START THE DATA
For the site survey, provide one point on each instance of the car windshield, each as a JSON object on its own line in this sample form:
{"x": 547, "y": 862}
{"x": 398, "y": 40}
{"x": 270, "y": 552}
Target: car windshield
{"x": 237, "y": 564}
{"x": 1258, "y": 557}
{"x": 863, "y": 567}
END THE DATA
## TASK PROMPT
Write out every entry word for word.

## TASK RESULT
For the site survey, provide one point on each instance of the car windshield, each as a JSON object on its own line in this sample form:
{"x": 547, "y": 862}
{"x": 398, "y": 40}
{"x": 270, "y": 552}
Target: car windshield
{"x": 237, "y": 564}
{"x": 1258, "y": 557}
{"x": 863, "y": 567}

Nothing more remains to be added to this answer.